Arriba y abajo con la celebración de los cien años desde la publicación del Primer Manifiesto Surrealista. Entre tanta hagiografía de sus impulsores, no está de más recordar lo que escribía Hasan G. López Sanz en un libro altamente recomendable que leí en días pasados (Zoos humanos, “ethnic freaks” y exhibiciones etnológicas: una aproximación desde la antropología, la estética y la creación artística contemporánea, Valencia, Concreta, 2017): “A diferencia de los comunistas, los surrealistas elaboraron unas figuras poéticas del salvaje que les sirvieron para poner en duda la cultura occidental, su nacionalidad, sus escuelas, prisiones, guerras y, por qué no, sus exposiciones coloniales. Mitificando al salvaje se opusieron al colonialismo y, presuntamente, a todas sus expresiones. Pero la historia de los surrealistas es más compleja. Y el episodio de la Exposición Colonial de París [1931] lo pone en exergo. Como coleccionistas de arte, muchos de ellos tuvieron una estrecha relación con galeristas especializados en arte primitivo como Paul Guillaume, Charles Ratton o Pierre Loeb, quienes a su vez vendían obras de artistas surrealistas. El culto al objeto y su compra llevó a Paul Éluard, Louis Aragon, André Breton, Max Ernst y Joan Miró a viajar más allá de las fronteras francesas: Bélgica, Holanda, Alemania, etc. La cultura material de las sociedades primitivas se convirtió en sus manos en mercancía, sometiéndose a la lógica del mercado del arte tradicional. Los mismos surrealistas que declaraban públicamente estar al servicio de la revolución, por retomar el título de la famosa revista fundada por André Bretón en 1930, participaron activamente en un mercado que se nutría del expolio colonial. Llama la atención que la venta de la colección de Paul Éluard y André Breton se hiciese en julio de 1931, coincidiendo con la Exposición Colonial de París y en cierto modo aprovechando su impulso. Éluard y Breton eran conscientes de ello, como revela la correspondencia entre Paul Éluard y Gala, en la que el primero habla del beneficio que puede suponer la moda por lo colonial cuyo epicentro en ese momento se encuentra en París”.

● MATERIAL

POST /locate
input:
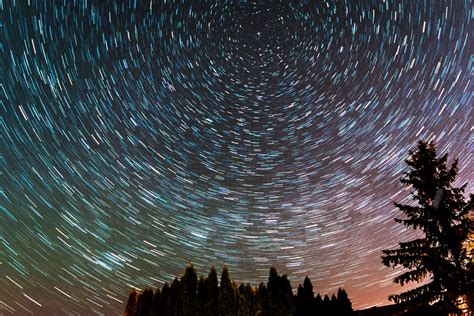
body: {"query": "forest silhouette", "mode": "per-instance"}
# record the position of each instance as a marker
(441, 260)
(190, 295)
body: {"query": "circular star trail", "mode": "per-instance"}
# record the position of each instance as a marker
(138, 136)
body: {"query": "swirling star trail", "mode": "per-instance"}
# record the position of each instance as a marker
(138, 136)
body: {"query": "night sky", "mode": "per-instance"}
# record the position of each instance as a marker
(142, 135)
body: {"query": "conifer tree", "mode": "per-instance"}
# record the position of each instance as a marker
(318, 303)
(280, 296)
(144, 303)
(156, 303)
(202, 299)
(262, 299)
(164, 308)
(227, 295)
(326, 306)
(442, 214)
(131, 307)
(139, 303)
(188, 291)
(213, 292)
(345, 305)
(173, 298)
(299, 301)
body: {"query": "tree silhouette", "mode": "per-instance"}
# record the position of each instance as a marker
(261, 298)
(174, 300)
(227, 298)
(345, 305)
(188, 291)
(280, 297)
(326, 306)
(131, 307)
(144, 302)
(318, 303)
(305, 299)
(164, 308)
(202, 299)
(189, 296)
(156, 303)
(442, 214)
(213, 292)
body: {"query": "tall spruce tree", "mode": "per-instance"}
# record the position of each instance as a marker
(443, 216)
(202, 299)
(188, 291)
(213, 292)
(345, 305)
(156, 303)
(131, 307)
(145, 302)
(227, 295)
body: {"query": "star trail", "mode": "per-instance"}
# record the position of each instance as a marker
(138, 136)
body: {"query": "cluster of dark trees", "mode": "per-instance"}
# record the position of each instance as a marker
(441, 260)
(190, 295)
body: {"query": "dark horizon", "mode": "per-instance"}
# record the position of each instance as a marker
(141, 136)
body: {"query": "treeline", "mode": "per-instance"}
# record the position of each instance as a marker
(190, 295)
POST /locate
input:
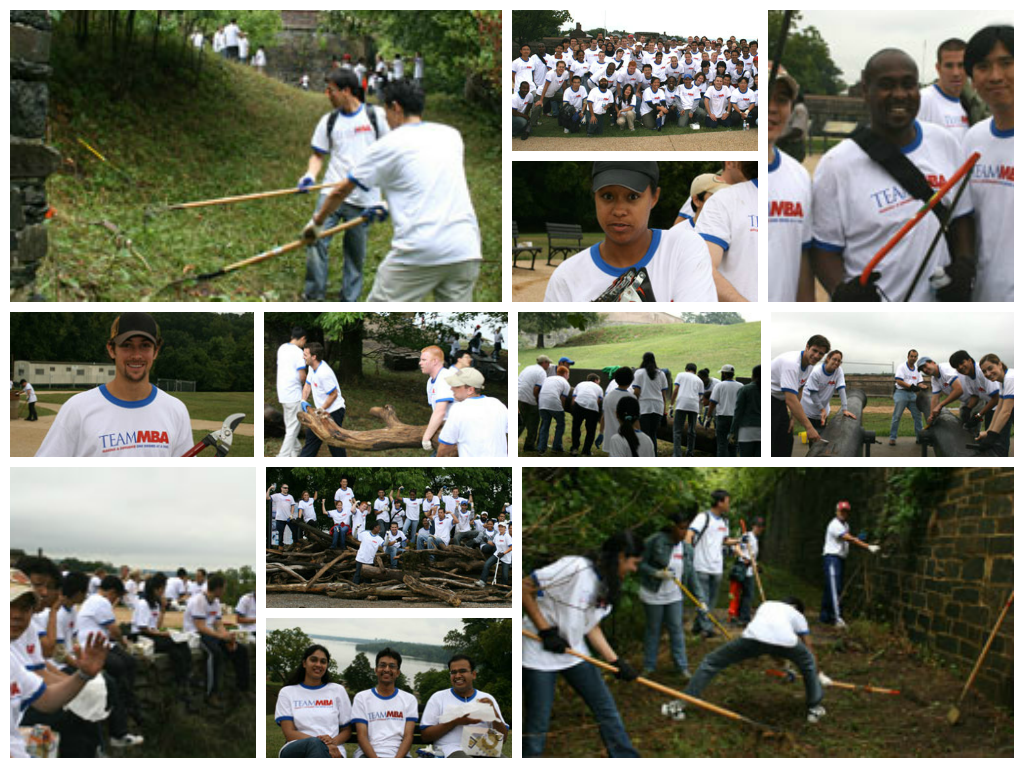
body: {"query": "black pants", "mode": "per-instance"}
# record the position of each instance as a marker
(781, 437)
(584, 417)
(313, 442)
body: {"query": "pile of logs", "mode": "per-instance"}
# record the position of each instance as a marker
(311, 566)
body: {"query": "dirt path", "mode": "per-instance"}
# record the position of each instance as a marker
(728, 140)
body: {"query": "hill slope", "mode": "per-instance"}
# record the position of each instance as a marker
(674, 346)
(178, 138)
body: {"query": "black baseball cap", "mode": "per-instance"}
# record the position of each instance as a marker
(134, 324)
(635, 176)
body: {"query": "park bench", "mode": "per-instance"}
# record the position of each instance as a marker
(517, 249)
(571, 232)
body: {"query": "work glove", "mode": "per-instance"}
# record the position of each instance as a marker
(626, 673)
(376, 213)
(311, 232)
(853, 291)
(961, 273)
(553, 642)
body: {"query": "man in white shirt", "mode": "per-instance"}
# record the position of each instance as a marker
(908, 383)
(322, 382)
(291, 379)
(477, 426)
(420, 168)
(342, 138)
(129, 417)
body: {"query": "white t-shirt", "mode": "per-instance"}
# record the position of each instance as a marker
(385, 719)
(531, 376)
(420, 168)
(858, 207)
(568, 597)
(478, 426)
(708, 549)
(651, 390)
(97, 424)
(939, 108)
(777, 624)
(724, 396)
(350, 137)
(323, 382)
(835, 544)
(788, 374)
(369, 544)
(318, 711)
(788, 224)
(677, 261)
(553, 389)
(290, 361)
(729, 219)
(437, 704)
(690, 391)
(992, 192)
(589, 395)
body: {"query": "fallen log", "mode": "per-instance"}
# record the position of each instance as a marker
(395, 433)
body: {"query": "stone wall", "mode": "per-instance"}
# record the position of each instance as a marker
(31, 161)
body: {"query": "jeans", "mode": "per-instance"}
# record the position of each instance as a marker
(682, 419)
(903, 398)
(743, 648)
(305, 748)
(318, 257)
(542, 439)
(581, 417)
(539, 698)
(671, 615)
(313, 442)
(834, 566)
(709, 584)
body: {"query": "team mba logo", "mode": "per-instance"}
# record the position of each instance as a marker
(129, 440)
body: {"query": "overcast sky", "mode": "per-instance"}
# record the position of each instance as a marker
(431, 631)
(853, 36)
(142, 517)
(885, 337)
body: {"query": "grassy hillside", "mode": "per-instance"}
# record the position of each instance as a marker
(674, 346)
(178, 137)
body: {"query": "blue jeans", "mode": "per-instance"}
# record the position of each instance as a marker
(354, 249)
(542, 438)
(902, 399)
(539, 698)
(670, 614)
(306, 748)
(709, 584)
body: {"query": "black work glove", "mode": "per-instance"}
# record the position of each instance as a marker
(853, 291)
(626, 672)
(962, 273)
(553, 642)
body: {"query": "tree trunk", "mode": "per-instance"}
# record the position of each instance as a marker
(395, 434)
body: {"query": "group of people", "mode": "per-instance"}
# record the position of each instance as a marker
(802, 390)
(636, 82)
(317, 717)
(392, 523)
(866, 187)
(710, 254)
(627, 414)
(65, 634)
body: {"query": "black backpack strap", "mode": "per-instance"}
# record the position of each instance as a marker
(899, 167)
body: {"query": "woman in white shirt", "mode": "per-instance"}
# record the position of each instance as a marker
(322, 722)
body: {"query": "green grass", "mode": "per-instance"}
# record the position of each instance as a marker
(178, 139)
(674, 346)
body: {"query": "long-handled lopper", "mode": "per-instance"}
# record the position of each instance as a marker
(221, 439)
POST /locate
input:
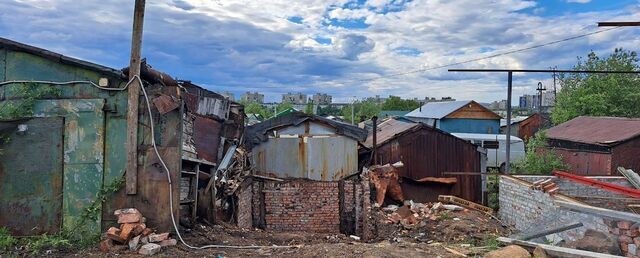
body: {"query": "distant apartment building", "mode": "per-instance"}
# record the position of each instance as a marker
(548, 99)
(229, 95)
(533, 101)
(321, 99)
(294, 98)
(252, 97)
(377, 99)
(498, 105)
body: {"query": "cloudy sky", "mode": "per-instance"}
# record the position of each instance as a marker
(341, 47)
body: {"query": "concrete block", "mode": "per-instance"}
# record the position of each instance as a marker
(149, 249)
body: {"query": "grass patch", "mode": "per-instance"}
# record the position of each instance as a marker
(492, 243)
(6, 239)
(444, 216)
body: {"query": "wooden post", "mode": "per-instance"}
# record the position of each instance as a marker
(133, 101)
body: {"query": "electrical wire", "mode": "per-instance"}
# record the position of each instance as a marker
(488, 57)
(66, 83)
(170, 183)
(155, 148)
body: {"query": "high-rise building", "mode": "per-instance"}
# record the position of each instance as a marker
(294, 98)
(252, 97)
(321, 99)
(229, 95)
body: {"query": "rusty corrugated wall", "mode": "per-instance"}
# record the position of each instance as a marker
(309, 150)
(428, 152)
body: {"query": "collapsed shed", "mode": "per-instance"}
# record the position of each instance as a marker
(305, 176)
(465, 116)
(597, 145)
(428, 154)
(57, 159)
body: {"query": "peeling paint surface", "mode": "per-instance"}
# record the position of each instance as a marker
(31, 179)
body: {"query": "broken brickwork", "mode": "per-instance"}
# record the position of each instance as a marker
(305, 205)
(527, 210)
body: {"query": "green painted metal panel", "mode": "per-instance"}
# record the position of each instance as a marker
(83, 153)
(3, 55)
(31, 179)
(23, 66)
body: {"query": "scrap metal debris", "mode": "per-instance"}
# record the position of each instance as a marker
(134, 234)
(386, 182)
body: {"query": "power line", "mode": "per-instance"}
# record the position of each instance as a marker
(488, 57)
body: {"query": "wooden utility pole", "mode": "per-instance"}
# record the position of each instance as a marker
(133, 101)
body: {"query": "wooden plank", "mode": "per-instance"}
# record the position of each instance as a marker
(133, 99)
(551, 231)
(556, 251)
(474, 111)
(442, 180)
(465, 203)
(620, 215)
(195, 195)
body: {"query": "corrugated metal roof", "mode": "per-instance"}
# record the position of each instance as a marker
(257, 133)
(10, 44)
(596, 130)
(438, 110)
(388, 129)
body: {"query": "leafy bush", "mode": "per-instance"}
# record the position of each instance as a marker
(6, 240)
(539, 159)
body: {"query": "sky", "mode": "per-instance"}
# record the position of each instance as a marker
(343, 48)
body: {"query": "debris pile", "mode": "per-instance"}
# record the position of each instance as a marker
(545, 185)
(417, 214)
(134, 234)
(436, 222)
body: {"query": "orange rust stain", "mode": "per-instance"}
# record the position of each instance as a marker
(302, 156)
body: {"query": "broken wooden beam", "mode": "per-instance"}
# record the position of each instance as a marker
(465, 203)
(550, 231)
(602, 185)
(619, 215)
(556, 251)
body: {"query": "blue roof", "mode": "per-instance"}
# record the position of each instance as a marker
(438, 110)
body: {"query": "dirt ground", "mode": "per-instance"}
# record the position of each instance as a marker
(467, 232)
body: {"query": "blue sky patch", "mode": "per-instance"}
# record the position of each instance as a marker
(295, 19)
(408, 51)
(323, 41)
(349, 23)
(549, 8)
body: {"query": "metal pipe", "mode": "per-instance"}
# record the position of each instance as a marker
(538, 71)
(507, 166)
(375, 140)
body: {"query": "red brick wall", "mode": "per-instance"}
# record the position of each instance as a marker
(302, 206)
(312, 206)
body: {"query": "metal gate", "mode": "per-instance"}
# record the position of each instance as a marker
(31, 165)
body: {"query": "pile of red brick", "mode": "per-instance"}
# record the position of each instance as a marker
(628, 234)
(134, 234)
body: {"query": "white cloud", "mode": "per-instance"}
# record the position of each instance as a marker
(250, 45)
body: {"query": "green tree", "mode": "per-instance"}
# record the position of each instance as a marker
(600, 94)
(309, 108)
(283, 106)
(255, 108)
(366, 109)
(397, 103)
(329, 110)
(539, 159)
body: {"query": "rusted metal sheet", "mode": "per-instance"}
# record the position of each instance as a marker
(165, 103)
(605, 131)
(586, 163)
(208, 106)
(31, 179)
(206, 135)
(428, 152)
(296, 152)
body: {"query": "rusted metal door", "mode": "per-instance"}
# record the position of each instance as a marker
(31, 175)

● TAREA
Prolonga el texto sobre los surrealistas y la Exposición Colonial de París a partir de su última frase. El material no tiene ningún papel en esto.

● RESPUESTA
05.11.24

Gabriel Leerman entrevista al actor norteamericano Jeff Bridges para La Vanguardia. “Pienso en la vejez como una especie de nueva adolescencia”, dice el titular. Intrigado por estas palabras, me meto en la entrevista para contextualizarlas. Leerman le dice a Bridges: “No parece que estar por cumplir los 75 en diciembre le haga perder algo de su aplomo...”. Bridges: “Soy un actor, todo pasa por montar un show. Lo bueno es que con John [Jonathan E. Steinberg, productor y guionista de la serie The Old Man, que protagoniza Bridges], que acaba de cumplir los 79, nos sentíamos lo suficientemente cómodos como para hablar de nuestras inseguridades. Si yo le contaba de mis achaques, él me decía que sabía de lo que le estaba hablando. Yo pienso en la vejez como una especie de nueva adolescencia y me la tomo con humor, porque aparecen un montón de cosas con las que no tenías que lidiar diez años atrás. Te salen extrañas variaciones de espinillas propias de esta edad”.

Qué hermoso es el espectáculo de una vejez bien soportada

Qué hermoso es el espectáculo de una vejez bien soportada, con ese humor que rezuman las palabras de Bridges. El mismo día que leo las palabras de Bridges me envía una amiga este vídeo realizado hace siete años, con motivo del 90 cumpleaños del venerable director de orquesta Herbert Blomsted, que el pasado mes de julio cumplió los 97 y sigue dirigiendo con mano maestra.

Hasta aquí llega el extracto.